+++ ENTRIES SHOWN +++

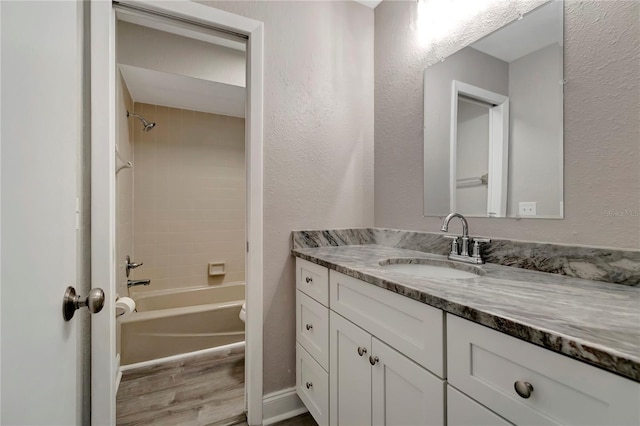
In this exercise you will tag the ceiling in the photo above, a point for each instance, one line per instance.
(539, 28)
(179, 91)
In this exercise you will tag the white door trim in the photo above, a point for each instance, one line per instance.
(498, 146)
(103, 192)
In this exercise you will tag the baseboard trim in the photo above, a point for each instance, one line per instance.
(281, 405)
(118, 373)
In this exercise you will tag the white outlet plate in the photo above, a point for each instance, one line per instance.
(216, 268)
(527, 208)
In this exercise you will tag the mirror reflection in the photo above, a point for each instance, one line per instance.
(493, 125)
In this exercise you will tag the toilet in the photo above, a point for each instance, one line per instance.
(243, 312)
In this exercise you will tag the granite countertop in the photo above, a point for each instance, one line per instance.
(595, 322)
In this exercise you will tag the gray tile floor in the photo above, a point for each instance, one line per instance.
(203, 390)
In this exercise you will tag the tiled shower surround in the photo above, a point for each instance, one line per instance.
(592, 263)
(189, 197)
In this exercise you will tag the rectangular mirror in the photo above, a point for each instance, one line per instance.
(493, 123)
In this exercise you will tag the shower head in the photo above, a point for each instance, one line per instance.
(146, 125)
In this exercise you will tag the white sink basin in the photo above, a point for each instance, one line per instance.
(431, 268)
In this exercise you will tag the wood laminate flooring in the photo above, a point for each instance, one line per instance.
(201, 390)
(301, 420)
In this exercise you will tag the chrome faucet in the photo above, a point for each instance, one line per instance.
(465, 231)
(133, 283)
(463, 255)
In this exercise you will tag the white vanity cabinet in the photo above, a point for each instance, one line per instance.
(369, 356)
(371, 383)
(528, 385)
(312, 338)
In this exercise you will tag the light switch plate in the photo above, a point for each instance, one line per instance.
(527, 208)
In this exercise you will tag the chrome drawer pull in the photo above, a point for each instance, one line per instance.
(524, 389)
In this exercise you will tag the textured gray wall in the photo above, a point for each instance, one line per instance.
(536, 130)
(602, 122)
(318, 144)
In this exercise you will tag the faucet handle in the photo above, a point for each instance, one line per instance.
(482, 240)
(476, 246)
(454, 243)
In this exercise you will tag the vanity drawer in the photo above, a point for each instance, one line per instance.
(312, 328)
(312, 385)
(410, 327)
(486, 364)
(313, 280)
(464, 411)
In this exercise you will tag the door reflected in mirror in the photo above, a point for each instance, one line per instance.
(493, 123)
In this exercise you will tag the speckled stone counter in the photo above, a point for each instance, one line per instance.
(595, 322)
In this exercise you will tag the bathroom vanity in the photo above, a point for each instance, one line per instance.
(378, 345)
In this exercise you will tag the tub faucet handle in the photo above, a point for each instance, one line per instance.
(129, 265)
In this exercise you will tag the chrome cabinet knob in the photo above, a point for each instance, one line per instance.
(72, 302)
(524, 389)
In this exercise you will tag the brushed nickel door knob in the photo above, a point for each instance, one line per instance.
(72, 302)
(524, 389)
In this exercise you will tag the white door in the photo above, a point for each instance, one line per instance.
(404, 393)
(350, 378)
(40, 134)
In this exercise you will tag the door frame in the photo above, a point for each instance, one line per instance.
(498, 146)
(104, 368)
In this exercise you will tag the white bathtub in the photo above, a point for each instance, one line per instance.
(172, 322)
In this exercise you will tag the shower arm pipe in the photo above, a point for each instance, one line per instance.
(125, 164)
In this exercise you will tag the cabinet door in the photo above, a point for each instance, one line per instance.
(403, 392)
(463, 411)
(350, 378)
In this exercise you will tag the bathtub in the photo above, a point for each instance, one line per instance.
(172, 322)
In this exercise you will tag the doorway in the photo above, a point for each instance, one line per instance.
(182, 20)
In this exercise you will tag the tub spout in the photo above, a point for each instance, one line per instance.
(133, 283)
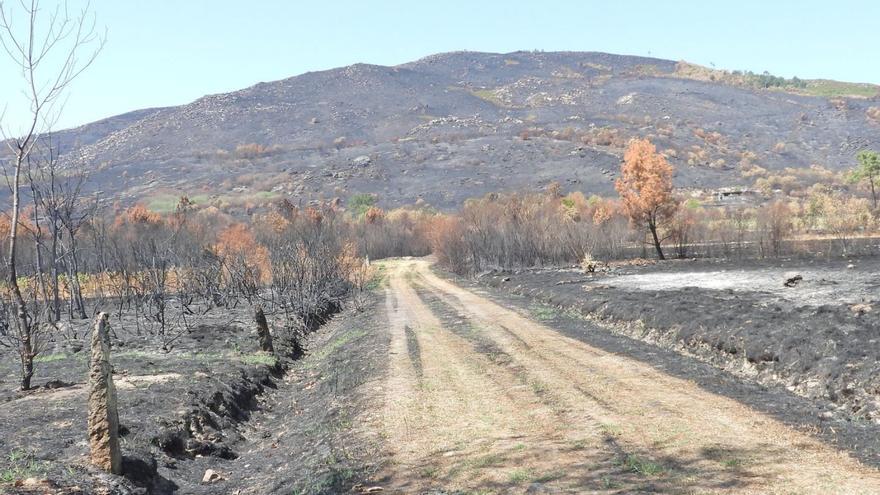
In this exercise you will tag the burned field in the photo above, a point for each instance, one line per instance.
(211, 415)
(813, 344)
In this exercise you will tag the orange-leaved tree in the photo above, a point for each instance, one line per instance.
(645, 188)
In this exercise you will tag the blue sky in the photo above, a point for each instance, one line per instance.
(165, 52)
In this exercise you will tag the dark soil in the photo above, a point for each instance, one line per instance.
(801, 354)
(266, 425)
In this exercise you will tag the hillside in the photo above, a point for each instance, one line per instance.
(457, 125)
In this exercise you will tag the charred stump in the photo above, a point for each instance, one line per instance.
(103, 418)
(263, 330)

+++

PROMPT — Write the listing above out again exactly, dropping each image.

ANSWER FOR THIS EXERCISE —
In this exercise you will tag the ceiling in the photo above, a point for each instance, one line per instance.
(539, 28)
(179, 91)
In this exercise you will tag the white door trim in the photo above, a point for each instance, one line per instance.
(498, 146)
(103, 192)
In this exercise you will tag the baseboard trim in the photo above, a point for each instance, one line per instance.
(281, 405)
(118, 373)
In this exercise you will tag the white outlet plate in the photo above, a point for each instance, one line per instance.
(216, 268)
(527, 208)
In this exercise you will tag the mirror reflection in the photo above, a point for each instance, one line per instance.
(493, 125)
In this exercise you will tag the toilet in the photo above, a point for each instance, one line per instance.
(243, 312)
In this exercise you will tag the granite countertop in the photo above, a point for each instance, one line per instance.
(595, 322)
In this exercise you will tag the gray tile floor in the photo above, a point for each instance, one line per instance.
(203, 390)
In this exercise you will tag the tiled shower surround in the photo above, a point for each instance, one line per instance.
(592, 263)
(189, 197)
In this exercise you will tag the rectangular mirror in the photo above, a point for each instance, one line per instance.
(493, 123)
In this exercise you will tag the shower head in the photo above, a point for each instance, one line per instance.
(146, 125)
In this exercise you will tag the white sink basin in the photo above, a point for each instance, one line per instance.
(431, 268)
In this exercise you will tag the wood laminate flooring in the photo above, a point for each instance, one line per instance.
(201, 390)
(301, 420)
In this exercise you will tag the chrome faucet in the photo above, a point for each instance, one line per instance.
(465, 231)
(133, 283)
(463, 255)
In this exercise you will tag the white vanity cabinet in the photo above, a point for each instance, one line per instance.
(369, 356)
(371, 383)
(528, 385)
(312, 338)
In this exercise you will tag the light switch plate in the photo above, a point for each instance, one line per instance.
(527, 208)
In this exercise you will tag the chrome drawer pull in the photo above, a point for each instance, one line per instance.
(524, 389)
In this exercise you will tag the textured gray wall in the photo above, a point for each instance, one line per instance.
(536, 130)
(602, 122)
(318, 144)
In this exercise you will tag the faucet handle in the photo above, a point for each instance, one line per instance.
(482, 240)
(476, 246)
(454, 243)
In this exercise you will tag the vanity drawer in the photo above, a point for each instance, one line per instance.
(312, 328)
(312, 385)
(410, 327)
(486, 364)
(313, 280)
(464, 411)
In this exercise you will tag the door reflected in mirror in the photo above, a point for each instance, one line per instance.
(493, 123)
In this exercise you will tag the speckled stone counter in the photo above, a point for each instance, one line per instance.
(595, 322)
In this exercise you will tag the bathroom vanity in the photo above, a point for each instance, one line per instance.
(378, 345)
In this exercise you will tag the tub faucet handle in the photo above, a point for each instance, one line per instance.
(129, 265)
In this exercise you will tag the chrome cabinet knob in the photo above, a point for each instance, one line per instance.
(72, 302)
(524, 389)
In this exercise you will tag the brushed nickel door knob in the photo above, a point for each instance, one line per instance.
(72, 302)
(524, 389)
In this exercise you will tag the white door in the photo above, a point for each instance, one line per instance.
(404, 393)
(350, 378)
(40, 134)
In this exercise you will tag the door frame in the photo above, a point for each instance, one line per instance.
(498, 146)
(104, 368)
In this exercise you will tag the white bathtub in the photo above, a point for each instance, one line per instance.
(172, 322)
In this exercise you will tag the shower arm pipe in the photo above, a point for each instance, one line per instance.
(125, 164)
In this exercise you will tag the cabinet door in the photo above, a point for each instance, one line per instance.
(403, 392)
(463, 411)
(350, 378)
In this exercise you will tag the bathtub in the photo above, a point for each instance, one line per instance.
(172, 322)
In this exercise you will tag the doorway in the photo above, a point for each instance, one line per instance.
(182, 20)
In this exercise you will tag the tub spout in the photo above, a point for each instance, one line per instance.
(133, 283)
In this exercise you will tag the burned field in the photo above, a point for each instance, one line per instance.
(211, 415)
(813, 344)
In this exercise you will tag the orange-leaved tree in the photo above, a point for each instance, one line per instance.
(645, 188)
In this exercise you will tag the blue sky in the photo above, a point for each instance, one line per instance.
(165, 52)
In this exercise you will tag the dark soil in the photo above, a point for each instance, one line per instance.
(801, 354)
(266, 425)
In this exercise you will tag the hillside in the photo above, a point for each instance, one line per instance.
(457, 125)
In this exercise you will tag the charred stump in the photo above, a point for each instance, one line per instance.
(103, 418)
(263, 330)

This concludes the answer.